───── Data shown ─────

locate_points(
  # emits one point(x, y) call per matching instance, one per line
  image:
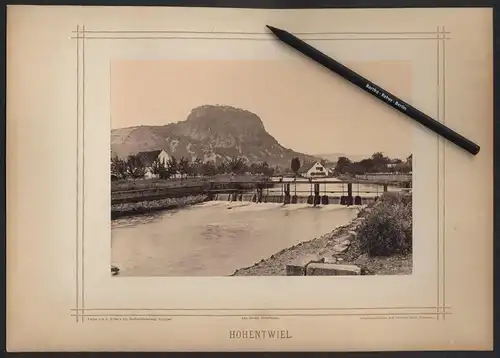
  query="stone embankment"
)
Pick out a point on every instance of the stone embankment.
point(337, 253)
point(329, 255)
point(144, 207)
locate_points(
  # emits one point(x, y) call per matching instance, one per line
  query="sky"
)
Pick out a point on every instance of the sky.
point(304, 106)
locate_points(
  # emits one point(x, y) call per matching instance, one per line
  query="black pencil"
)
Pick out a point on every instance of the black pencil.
point(375, 90)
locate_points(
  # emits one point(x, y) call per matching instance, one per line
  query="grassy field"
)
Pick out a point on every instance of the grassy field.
point(383, 245)
point(138, 184)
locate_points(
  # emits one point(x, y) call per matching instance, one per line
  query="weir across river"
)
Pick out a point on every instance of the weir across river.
point(322, 191)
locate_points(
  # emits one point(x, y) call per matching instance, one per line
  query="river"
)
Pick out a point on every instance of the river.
point(217, 237)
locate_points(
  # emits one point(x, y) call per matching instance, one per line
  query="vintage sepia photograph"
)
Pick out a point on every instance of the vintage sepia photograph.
point(257, 168)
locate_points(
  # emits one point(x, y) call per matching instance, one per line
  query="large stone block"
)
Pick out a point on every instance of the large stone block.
point(298, 266)
point(324, 269)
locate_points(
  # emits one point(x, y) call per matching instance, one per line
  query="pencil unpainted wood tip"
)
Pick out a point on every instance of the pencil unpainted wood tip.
point(273, 29)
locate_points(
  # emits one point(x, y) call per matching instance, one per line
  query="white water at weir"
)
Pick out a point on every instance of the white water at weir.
point(217, 237)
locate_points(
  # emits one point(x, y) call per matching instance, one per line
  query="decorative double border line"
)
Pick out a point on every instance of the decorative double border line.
point(80, 312)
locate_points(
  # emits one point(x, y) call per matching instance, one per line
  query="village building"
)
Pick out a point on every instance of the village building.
point(313, 170)
point(148, 158)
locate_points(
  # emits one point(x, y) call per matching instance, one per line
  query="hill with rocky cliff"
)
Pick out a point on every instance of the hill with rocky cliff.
point(210, 132)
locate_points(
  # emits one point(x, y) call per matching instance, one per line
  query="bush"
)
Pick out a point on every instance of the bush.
point(387, 229)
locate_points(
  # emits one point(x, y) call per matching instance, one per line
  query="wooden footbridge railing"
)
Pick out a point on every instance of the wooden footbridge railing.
point(287, 190)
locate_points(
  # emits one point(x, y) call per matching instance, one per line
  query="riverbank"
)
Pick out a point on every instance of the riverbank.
point(353, 244)
point(142, 184)
point(146, 207)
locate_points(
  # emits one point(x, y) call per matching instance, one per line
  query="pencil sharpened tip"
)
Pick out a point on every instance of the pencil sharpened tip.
point(273, 29)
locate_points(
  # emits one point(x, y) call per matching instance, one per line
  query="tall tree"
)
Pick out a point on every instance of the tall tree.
point(295, 166)
point(343, 164)
point(172, 166)
point(118, 167)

─────

Instructions for the task
Return each line of the data, keeping its wording exact and omitting pictures.

Result for this task
locate_points(
  # emits one point(x, y) call per matching instance, one per line
  image:
  query="stone embankment"
)
Pick out a point on every instance of the stone embankment.
point(337, 253)
point(329, 255)
point(144, 207)
locate_points(
  # emits one point(x, y) call per matching instance, one per line
  query="sky"
)
Pick out a point on every instance of the sky.
point(304, 106)
locate_points(
  # emits one point(x, y) call per matching instance, one per line
  query="black pencil"
)
Pick out a point on every instance of the black pencil.
point(375, 90)
locate_points(
  # emits one point(x, y) call per matching instance, one per line
  query="grassy field"
)
Pick out a point on every instance of the grassy field.
point(383, 245)
point(138, 184)
locate_points(
  # emits one point(x, y) call per matching instance, one per line
  query="weir across river"
)
Pick out a point on every instance of the weir across river.
point(322, 191)
locate_points(
  # emits one point(x, y) call per matching instance, one per line
  query="river"
)
Pick out a point on every instance of the river.
point(217, 237)
locate_points(
  # emits one point(x, y) call per matching instance, one per line
  query="vintage sepia photograph"
)
Pick out a point on every instance of the vintage sepia photograph.
point(257, 168)
locate_points(
  # emits one point(x, y) call per matching instance, one per line
  query="large stone block"
)
Pick out a point on every instance of the large stone block.
point(298, 266)
point(324, 269)
locate_points(
  # emits one point(x, y) call per matching instance, one per line
  query="pencil unpainted wood tip"
)
Pick out a point on every instance of the pencil unpainted wood tip.
point(273, 29)
locate_points(
  # emits one point(x, y) call per matching instance, one per line
  query="white water at weir"
)
Pick out a point on every instance of the white water at weir.
point(217, 237)
locate_points(
  # emits one point(x, y) call per matching instance, one per line
  query="decorative double border line"
)
Pick out a point on every instance of the decorative double border line.
point(80, 312)
locate_points(
  # emits one point(x, y) call per matching instance, one per line
  query="village building"
)
Pick out a point on every instance of the village building.
point(313, 170)
point(148, 158)
locate_points(
  # emits one point(x, y) call per matching instance, one per line
  query="hill with rocky cliff"
)
Pick out a point on every instance of the hill with rocky cliff.
point(210, 132)
locate_points(
  # emits one point(x, y) call per matching instance, one per line
  query="bush"
)
Pick out a point on every instance of the bush.
point(387, 229)
locate_points(
  # emits one point(x, y) call per matching instance, one per line
  query="wooden footbridge railing"
)
Pick out a point on every instance of the wooden footbridge railing.
point(287, 190)
locate_points(
  # emits one point(x, y) call per matching instance, one per line
  query="riverbank"
)
Pick out a point on every instance of the riverbank.
point(353, 244)
point(142, 184)
point(146, 207)
locate_points(
  # emits one point(x, y) call per matching instance, one per line
  query="pencil sharpened tip"
)
Pick out a point on every instance of the pencil sharpened tip.
point(273, 29)
locate_points(
  # emits one point(x, y) call per matching instance, one per line
  query="tall tree"
)
Pick out a point on every instance of the tall tree.
point(295, 166)
point(343, 164)
point(172, 166)
point(118, 167)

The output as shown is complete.